Problem description. Could you filter the data below down to the lines that hold the word "tree"?

Supplied records.
□ □ □ □
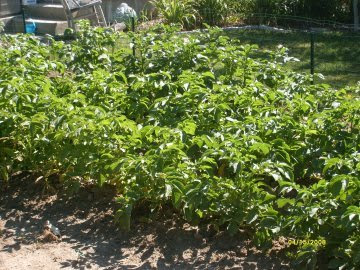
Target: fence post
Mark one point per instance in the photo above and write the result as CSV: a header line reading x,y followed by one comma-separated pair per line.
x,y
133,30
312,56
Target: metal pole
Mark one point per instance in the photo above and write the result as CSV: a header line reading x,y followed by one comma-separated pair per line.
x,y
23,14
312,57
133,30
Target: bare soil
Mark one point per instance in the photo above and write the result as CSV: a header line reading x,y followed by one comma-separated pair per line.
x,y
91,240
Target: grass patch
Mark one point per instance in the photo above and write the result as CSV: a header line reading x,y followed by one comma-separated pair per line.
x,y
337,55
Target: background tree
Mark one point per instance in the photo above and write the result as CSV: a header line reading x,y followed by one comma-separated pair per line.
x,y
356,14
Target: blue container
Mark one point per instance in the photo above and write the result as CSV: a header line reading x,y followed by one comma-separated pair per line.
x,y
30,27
□ □ □ □
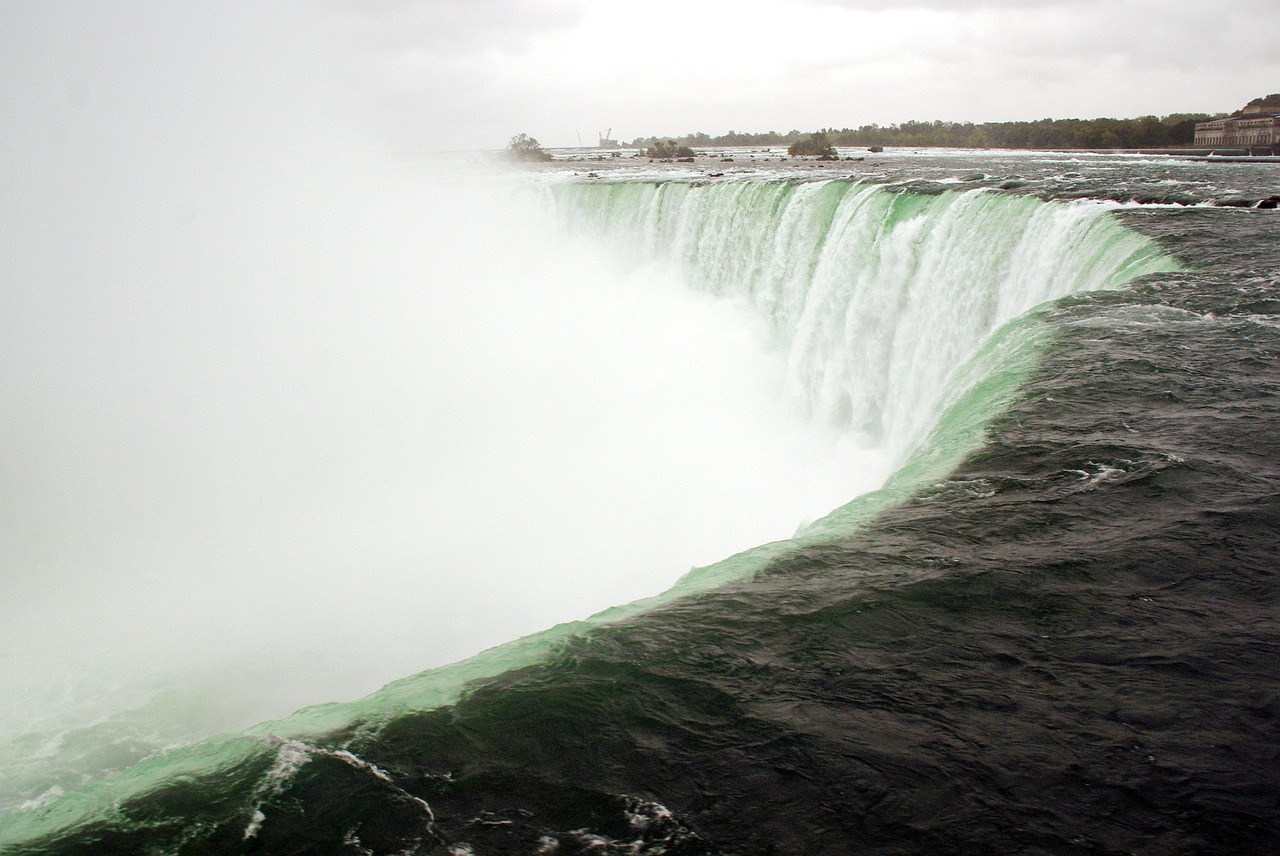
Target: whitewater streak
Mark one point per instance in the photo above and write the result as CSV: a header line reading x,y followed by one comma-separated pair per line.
□ □ □ □
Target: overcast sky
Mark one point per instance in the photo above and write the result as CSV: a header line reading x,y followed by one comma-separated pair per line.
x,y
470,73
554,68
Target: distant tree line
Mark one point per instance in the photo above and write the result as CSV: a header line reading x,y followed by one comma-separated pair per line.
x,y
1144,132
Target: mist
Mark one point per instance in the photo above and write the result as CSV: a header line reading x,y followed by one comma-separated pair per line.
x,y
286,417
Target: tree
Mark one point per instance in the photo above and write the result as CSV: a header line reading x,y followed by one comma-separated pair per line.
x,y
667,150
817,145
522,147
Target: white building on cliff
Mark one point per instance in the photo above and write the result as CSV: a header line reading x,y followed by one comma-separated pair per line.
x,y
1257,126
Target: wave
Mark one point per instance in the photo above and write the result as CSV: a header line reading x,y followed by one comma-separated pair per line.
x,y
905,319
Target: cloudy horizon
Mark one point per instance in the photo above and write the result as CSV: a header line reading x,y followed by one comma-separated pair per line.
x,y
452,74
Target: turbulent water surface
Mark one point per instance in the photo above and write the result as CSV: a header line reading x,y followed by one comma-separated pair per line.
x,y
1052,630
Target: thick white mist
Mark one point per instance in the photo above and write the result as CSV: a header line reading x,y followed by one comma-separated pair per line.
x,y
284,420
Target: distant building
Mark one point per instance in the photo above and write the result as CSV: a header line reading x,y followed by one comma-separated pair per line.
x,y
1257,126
□ □ □ □
Solution below.
Target: background tree
Target: distant tree line
Target: tree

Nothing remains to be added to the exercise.